● **Saved entries**:
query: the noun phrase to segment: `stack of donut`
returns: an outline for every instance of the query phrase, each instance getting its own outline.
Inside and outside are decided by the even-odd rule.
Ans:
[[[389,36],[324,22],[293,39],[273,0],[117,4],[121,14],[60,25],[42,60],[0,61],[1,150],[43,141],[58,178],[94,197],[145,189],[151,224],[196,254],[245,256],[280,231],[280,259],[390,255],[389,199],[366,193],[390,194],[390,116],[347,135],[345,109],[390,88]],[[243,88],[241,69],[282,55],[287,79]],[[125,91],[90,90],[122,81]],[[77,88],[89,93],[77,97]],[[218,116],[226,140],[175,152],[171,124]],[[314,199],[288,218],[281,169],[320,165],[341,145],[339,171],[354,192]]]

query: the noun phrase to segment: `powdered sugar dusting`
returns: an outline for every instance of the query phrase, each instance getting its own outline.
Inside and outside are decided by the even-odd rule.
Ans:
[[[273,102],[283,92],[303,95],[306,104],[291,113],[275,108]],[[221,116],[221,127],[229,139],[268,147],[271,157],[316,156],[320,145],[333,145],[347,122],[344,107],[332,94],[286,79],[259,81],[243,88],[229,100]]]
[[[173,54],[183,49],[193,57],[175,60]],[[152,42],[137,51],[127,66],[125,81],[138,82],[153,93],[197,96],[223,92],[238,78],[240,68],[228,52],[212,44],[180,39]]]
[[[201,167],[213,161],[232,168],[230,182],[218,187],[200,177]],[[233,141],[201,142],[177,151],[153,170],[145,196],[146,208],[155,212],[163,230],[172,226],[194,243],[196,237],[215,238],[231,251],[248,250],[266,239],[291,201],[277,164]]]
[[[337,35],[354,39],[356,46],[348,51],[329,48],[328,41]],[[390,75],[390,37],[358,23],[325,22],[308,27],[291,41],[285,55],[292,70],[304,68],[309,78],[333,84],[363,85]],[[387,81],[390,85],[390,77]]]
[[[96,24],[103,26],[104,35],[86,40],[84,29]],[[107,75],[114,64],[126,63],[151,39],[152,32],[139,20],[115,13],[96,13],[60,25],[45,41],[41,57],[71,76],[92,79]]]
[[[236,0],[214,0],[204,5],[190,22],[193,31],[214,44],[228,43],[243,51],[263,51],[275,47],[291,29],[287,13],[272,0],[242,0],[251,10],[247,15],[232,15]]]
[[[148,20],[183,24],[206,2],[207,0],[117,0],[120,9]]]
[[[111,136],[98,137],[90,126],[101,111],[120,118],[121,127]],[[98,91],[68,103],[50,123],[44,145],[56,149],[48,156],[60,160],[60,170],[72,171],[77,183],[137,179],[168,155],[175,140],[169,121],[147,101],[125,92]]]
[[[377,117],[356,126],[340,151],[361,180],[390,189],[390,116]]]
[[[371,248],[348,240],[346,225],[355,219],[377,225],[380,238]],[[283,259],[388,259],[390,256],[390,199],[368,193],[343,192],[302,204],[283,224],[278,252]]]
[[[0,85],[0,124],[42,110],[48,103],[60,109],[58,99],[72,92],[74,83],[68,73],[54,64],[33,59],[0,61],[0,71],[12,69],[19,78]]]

● **WORK ORDER**: Copy out every entry exactly.

● **ANSWER BOX**:
query: the noun phrase to segment: `stack of donut`
returns: an outline for every instance of the query phrase, each instance getting its own outline.
Inside and outside are decided by the even-odd rule.
Ans:
[[[389,36],[324,22],[293,39],[273,0],[117,4],[121,14],[60,25],[42,60],[0,61],[1,150],[43,141],[58,178],[94,197],[145,189],[151,224],[196,254],[245,256],[280,231],[280,259],[390,255],[389,199],[366,193],[390,194],[390,116],[347,135],[345,109],[390,88]],[[243,88],[241,69],[282,55],[287,79]],[[125,91],[90,90],[122,81]],[[77,88],[89,93],[77,97]],[[218,116],[226,140],[175,152],[171,124]],[[314,199],[288,218],[281,169],[320,165],[341,145],[339,171],[354,192]]]

query: the noun phrase to segment: `powdered sugar dusting`
returns: an outline for every instance of the query phrase, each instance getting its own outline.
Inside and outside are decided by the even-odd rule.
Ans:
[[[273,102],[283,92],[303,95],[306,104],[291,113],[275,108]],[[221,116],[221,127],[229,139],[268,147],[271,157],[316,156],[320,145],[333,145],[347,122],[344,107],[332,94],[286,79],[259,81],[243,88],[229,100]]]
[[[173,54],[183,49],[193,57],[175,60]],[[152,42],[137,51],[127,66],[125,81],[138,82],[153,93],[197,96],[223,92],[238,78],[240,68],[228,52],[212,44],[180,39]]]
[[[201,167],[213,161],[232,168],[230,182],[218,187],[200,177]],[[233,141],[201,142],[177,151],[153,170],[145,196],[146,208],[155,212],[163,230],[172,226],[194,243],[196,237],[215,238],[231,251],[248,250],[266,239],[291,201],[277,164]]]
[[[337,35],[354,39],[356,46],[348,51],[329,48],[328,41]],[[390,75],[390,37],[358,23],[325,22],[308,27],[291,41],[285,55],[292,70],[304,68],[309,78],[333,84],[363,85]],[[387,81],[390,85],[390,77]]]
[[[96,24],[103,26],[104,35],[86,40],[84,29]],[[107,75],[114,64],[126,63],[151,39],[152,32],[139,20],[115,13],[96,13],[60,25],[45,41],[41,57],[71,76],[92,79]]]
[[[236,0],[214,0],[204,5],[190,22],[193,31],[214,44],[228,43],[243,51],[263,51],[275,47],[291,29],[287,13],[272,0],[242,0],[251,10],[247,15],[232,15]]]
[[[148,20],[183,24],[206,2],[207,0],[117,0],[120,9]]]
[[[111,136],[98,137],[90,126],[101,111],[120,118],[121,127]],[[98,91],[68,103],[50,123],[44,145],[56,149],[48,156],[60,160],[60,170],[72,171],[77,183],[137,179],[168,155],[175,140],[169,121],[147,101],[125,92]]]
[[[377,117],[356,126],[340,151],[361,180],[390,189],[390,116]]]
[[[371,248],[348,240],[346,225],[355,219],[377,225],[380,238]],[[283,259],[388,259],[390,256],[390,199],[368,193],[343,192],[302,204],[283,224],[278,252]]]
[[[0,85],[0,124],[42,110],[48,103],[60,109],[58,99],[72,92],[74,83],[68,73],[54,64],[33,59],[0,61],[0,71],[12,69],[19,78]]]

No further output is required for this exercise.